● Problem requirements
Reproduce the records from their beginning through the line containing "<point>357,693</point>", substituting "stone" for every occurrence of "rock" and leaving everything else unchanged. Omit the pictures.

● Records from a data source

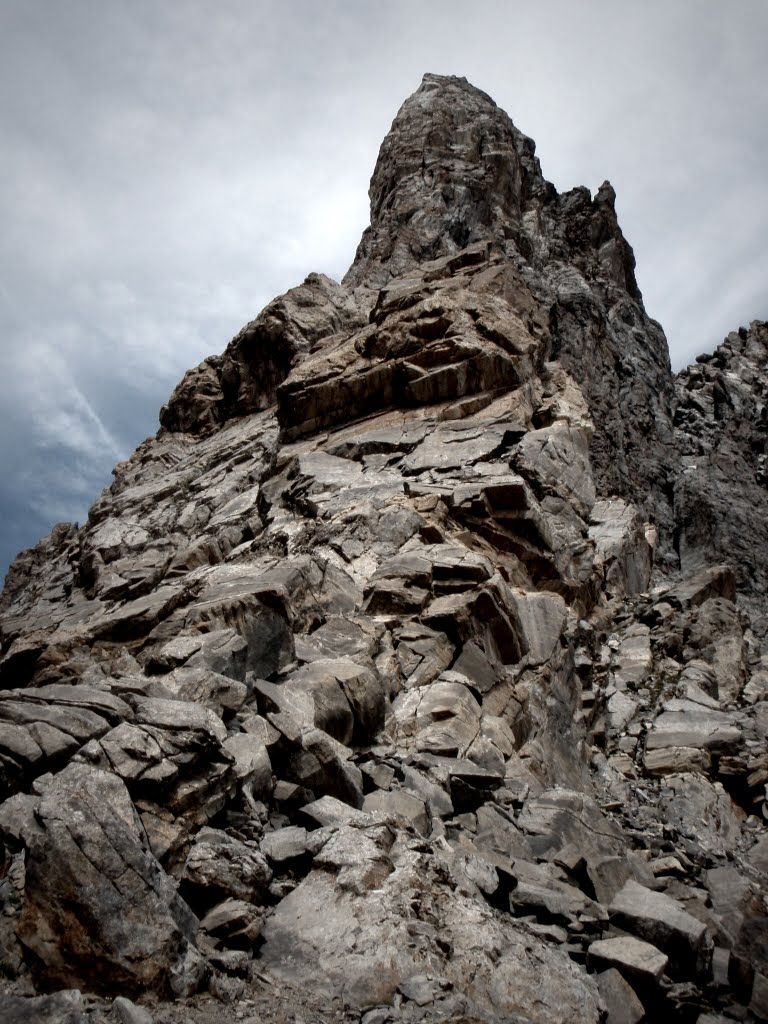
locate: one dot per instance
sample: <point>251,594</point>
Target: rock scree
<point>417,670</point>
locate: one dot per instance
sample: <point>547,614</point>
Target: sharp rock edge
<point>416,670</point>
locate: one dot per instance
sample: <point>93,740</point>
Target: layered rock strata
<point>357,693</point>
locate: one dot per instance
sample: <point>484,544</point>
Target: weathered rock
<point>663,922</point>
<point>60,1008</point>
<point>620,998</point>
<point>630,955</point>
<point>98,909</point>
<point>219,865</point>
<point>379,603</point>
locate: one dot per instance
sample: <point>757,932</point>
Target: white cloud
<point>169,168</point>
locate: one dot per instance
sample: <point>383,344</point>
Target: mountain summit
<point>416,670</point>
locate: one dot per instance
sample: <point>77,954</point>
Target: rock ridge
<point>416,670</point>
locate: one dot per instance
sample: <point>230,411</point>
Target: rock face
<point>359,690</point>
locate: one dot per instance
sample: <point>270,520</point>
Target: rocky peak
<point>453,170</point>
<point>369,641</point>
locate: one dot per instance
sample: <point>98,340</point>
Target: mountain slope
<point>357,685</point>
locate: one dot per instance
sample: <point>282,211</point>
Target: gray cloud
<point>169,168</point>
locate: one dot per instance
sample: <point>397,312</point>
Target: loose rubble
<point>417,670</point>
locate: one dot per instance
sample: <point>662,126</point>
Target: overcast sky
<point>169,167</point>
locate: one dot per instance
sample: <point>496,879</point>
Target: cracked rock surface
<point>417,670</point>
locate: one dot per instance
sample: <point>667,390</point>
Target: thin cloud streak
<point>168,169</point>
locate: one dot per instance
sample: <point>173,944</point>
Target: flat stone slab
<point>710,729</point>
<point>330,811</point>
<point>662,921</point>
<point>628,953</point>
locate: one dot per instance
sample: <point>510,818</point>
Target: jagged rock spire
<point>453,170</point>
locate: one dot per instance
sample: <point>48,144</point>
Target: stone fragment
<point>630,955</point>
<point>128,1013</point>
<point>235,923</point>
<point>398,805</point>
<point>218,863</point>
<point>330,811</point>
<point>98,908</point>
<point>621,1000</point>
<point>663,922</point>
<point>60,1008</point>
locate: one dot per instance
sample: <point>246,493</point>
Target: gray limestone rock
<point>98,909</point>
<point>417,611</point>
<point>663,922</point>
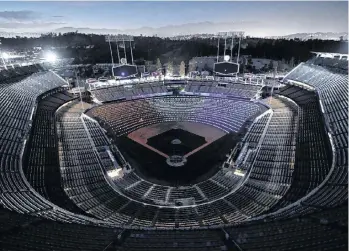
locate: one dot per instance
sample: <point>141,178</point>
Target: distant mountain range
<point>316,35</point>
<point>169,30</point>
<point>200,28</point>
<point>249,27</point>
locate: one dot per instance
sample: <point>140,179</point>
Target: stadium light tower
<point>4,57</point>
<point>230,35</point>
<point>51,57</point>
<point>116,39</point>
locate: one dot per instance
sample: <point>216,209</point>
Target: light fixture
<point>51,57</point>
<point>5,55</point>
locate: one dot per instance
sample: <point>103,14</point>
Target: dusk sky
<point>264,18</point>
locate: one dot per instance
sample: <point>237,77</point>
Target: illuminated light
<point>5,55</point>
<point>239,173</point>
<point>51,57</point>
<point>115,173</point>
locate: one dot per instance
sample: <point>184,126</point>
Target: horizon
<point>258,19</point>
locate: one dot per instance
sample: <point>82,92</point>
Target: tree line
<point>92,49</point>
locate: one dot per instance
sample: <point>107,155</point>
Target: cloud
<point>23,15</point>
<point>37,26</point>
<point>20,21</point>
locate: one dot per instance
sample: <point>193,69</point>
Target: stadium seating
<point>286,189</point>
<point>126,117</point>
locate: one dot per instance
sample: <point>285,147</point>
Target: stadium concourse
<point>210,165</point>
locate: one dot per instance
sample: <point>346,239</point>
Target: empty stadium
<point>270,173</point>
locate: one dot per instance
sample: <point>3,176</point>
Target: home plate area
<point>176,153</point>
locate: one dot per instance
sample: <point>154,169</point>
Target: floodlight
<point>5,55</point>
<point>51,57</point>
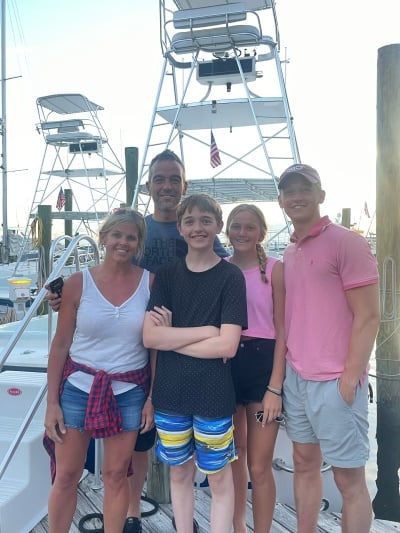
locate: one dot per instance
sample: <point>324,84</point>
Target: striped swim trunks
<point>181,437</point>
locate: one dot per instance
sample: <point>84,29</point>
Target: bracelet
<point>278,392</point>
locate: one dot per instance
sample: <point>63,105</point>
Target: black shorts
<point>145,441</point>
<point>251,369</point>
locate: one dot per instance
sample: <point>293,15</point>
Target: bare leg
<point>182,495</point>
<point>357,509</point>
<point>239,470</point>
<point>222,500</point>
<point>261,442</point>
<point>140,462</point>
<point>70,458</point>
<point>307,485</point>
<point>117,454</point>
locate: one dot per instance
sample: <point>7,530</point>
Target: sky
<point>109,52</point>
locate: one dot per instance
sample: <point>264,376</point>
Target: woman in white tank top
<point>98,354</point>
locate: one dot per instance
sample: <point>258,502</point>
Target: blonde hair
<point>256,211</point>
<point>126,214</point>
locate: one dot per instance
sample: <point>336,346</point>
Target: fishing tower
<point>222,74</point>
<point>80,175</point>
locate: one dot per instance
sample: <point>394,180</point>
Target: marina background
<point>112,55</point>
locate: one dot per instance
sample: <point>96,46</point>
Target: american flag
<point>60,199</point>
<point>215,158</point>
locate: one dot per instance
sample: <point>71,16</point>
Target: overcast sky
<point>109,51</point>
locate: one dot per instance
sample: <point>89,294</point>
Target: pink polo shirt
<point>318,269</point>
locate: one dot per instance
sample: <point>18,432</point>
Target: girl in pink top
<point>258,367</point>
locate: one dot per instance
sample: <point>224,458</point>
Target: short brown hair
<point>204,202</point>
<point>167,155</point>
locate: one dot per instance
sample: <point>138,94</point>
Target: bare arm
<point>148,410</point>
<point>272,403</point>
<point>364,304</point>
<point>164,337</point>
<point>59,350</point>
<point>223,346</point>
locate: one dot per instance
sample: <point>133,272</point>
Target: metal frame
<point>251,119</point>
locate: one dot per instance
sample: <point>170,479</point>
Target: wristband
<point>278,392</point>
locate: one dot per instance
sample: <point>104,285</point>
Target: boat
<point>221,46</point>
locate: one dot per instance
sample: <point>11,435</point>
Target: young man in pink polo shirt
<point>332,318</point>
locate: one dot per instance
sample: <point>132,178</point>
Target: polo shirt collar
<point>316,230</point>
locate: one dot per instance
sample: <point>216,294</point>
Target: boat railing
<point>72,248</point>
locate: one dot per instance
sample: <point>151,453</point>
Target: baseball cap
<point>303,170</point>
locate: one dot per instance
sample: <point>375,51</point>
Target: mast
<point>4,254</point>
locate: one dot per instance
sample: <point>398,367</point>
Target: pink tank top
<point>259,302</point>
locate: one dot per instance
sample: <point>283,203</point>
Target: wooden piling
<point>387,501</point>
<point>132,171</point>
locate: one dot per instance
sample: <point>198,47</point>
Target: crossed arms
<point>204,342</point>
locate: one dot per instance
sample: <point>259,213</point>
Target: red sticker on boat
<point>14,391</point>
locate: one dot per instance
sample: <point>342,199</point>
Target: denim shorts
<point>74,401</point>
<point>209,440</point>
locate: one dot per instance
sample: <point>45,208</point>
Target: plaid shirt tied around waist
<point>103,417</point>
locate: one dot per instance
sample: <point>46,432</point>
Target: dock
<point>90,501</point>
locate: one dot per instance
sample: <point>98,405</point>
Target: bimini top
<point>252,5</point>
<point>65,104</point>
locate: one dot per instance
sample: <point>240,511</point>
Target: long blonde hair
<point>256,211</point>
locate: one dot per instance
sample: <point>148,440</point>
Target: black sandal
<point>196,528</point>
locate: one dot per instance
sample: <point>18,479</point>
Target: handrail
<point>39,298</point>
<point>72,248</point>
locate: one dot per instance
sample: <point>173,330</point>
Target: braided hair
<point>256,211</point>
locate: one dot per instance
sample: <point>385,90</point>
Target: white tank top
<point>107,337</point>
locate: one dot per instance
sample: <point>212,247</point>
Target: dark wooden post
<point>346,217</point>
<point>68,207</point>
<point>131,169</point>
<point>386,503</point>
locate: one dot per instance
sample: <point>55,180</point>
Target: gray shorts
<point>315,412</point>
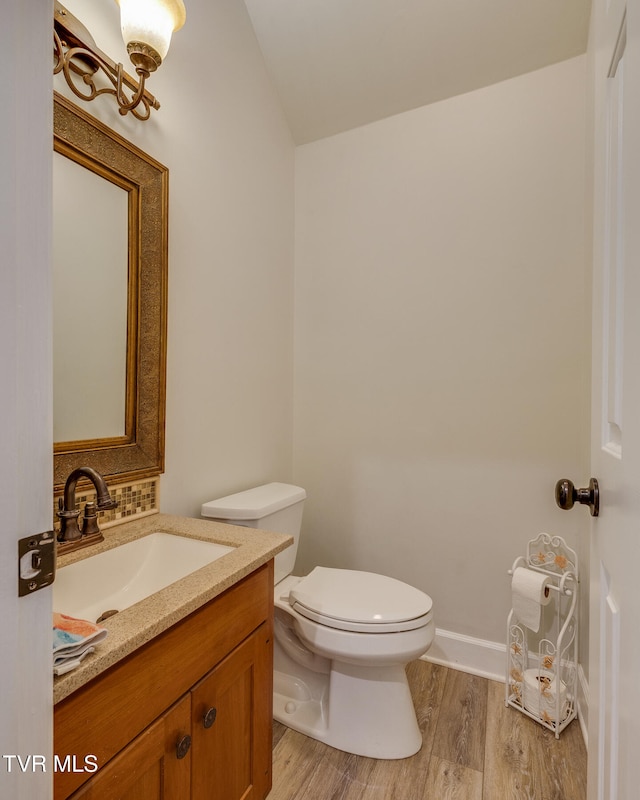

● Solution
locate: one dot per instance
sample: <point>251,594</point>
Target: stone scree
<point>417,670</point>
locate: one dot per instance
sample: <point>547,614</point>
Target: sharp stone edge
<point>416,670</point>
locate: one dot per instance
sample: <point>93,740</point>
Target: layered stone strata
<point>357,693</point>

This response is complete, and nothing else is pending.